Problem statement: Go through the entries below and tally the lines containing the string "gray"; report only the tally.

(Saved entries)
————————

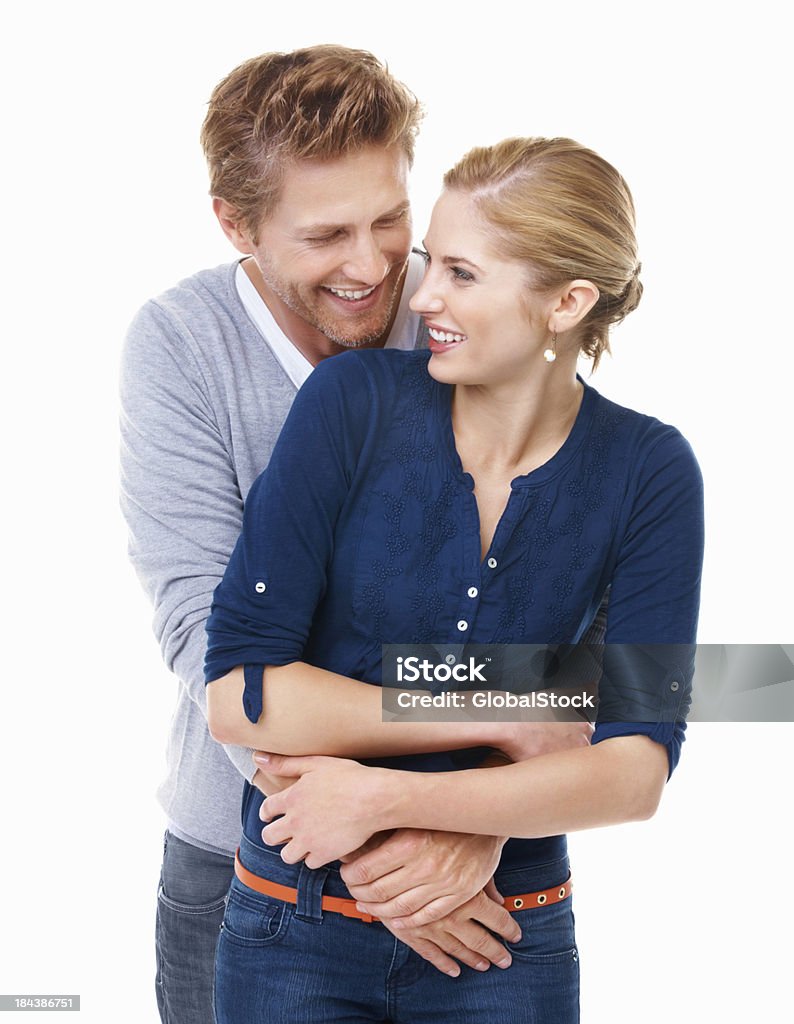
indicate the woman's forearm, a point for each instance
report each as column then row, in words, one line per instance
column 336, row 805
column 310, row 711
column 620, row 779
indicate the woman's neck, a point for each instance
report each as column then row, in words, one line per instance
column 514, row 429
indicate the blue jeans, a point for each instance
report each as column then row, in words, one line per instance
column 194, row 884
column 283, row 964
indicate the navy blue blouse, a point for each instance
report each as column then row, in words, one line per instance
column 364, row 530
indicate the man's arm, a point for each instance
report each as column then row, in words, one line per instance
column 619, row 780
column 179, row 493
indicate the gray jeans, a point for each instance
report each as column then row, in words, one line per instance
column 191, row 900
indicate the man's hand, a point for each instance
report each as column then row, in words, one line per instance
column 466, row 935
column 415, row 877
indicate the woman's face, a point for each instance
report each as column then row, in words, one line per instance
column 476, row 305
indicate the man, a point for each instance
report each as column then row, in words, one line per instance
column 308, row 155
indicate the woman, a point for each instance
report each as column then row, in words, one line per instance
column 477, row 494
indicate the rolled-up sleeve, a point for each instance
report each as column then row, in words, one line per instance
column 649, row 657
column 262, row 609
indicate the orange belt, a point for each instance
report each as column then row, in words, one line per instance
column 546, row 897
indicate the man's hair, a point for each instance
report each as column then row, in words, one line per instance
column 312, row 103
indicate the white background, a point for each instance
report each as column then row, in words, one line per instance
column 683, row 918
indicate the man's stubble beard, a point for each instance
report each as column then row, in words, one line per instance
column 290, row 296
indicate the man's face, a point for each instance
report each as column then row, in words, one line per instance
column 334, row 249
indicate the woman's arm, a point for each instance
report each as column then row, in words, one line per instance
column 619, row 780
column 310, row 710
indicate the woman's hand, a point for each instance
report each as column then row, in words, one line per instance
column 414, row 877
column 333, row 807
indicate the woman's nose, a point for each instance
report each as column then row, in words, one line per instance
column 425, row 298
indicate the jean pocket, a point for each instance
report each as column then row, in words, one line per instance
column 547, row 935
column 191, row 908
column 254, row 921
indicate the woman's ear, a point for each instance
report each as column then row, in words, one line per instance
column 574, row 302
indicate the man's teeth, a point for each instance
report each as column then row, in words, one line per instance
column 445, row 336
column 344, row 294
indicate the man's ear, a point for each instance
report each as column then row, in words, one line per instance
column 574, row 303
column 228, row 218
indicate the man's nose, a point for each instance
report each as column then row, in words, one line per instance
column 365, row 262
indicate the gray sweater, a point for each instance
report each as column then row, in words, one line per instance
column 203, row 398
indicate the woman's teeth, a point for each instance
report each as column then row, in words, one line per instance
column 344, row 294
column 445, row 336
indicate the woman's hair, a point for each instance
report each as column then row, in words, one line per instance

————————

Task output: 2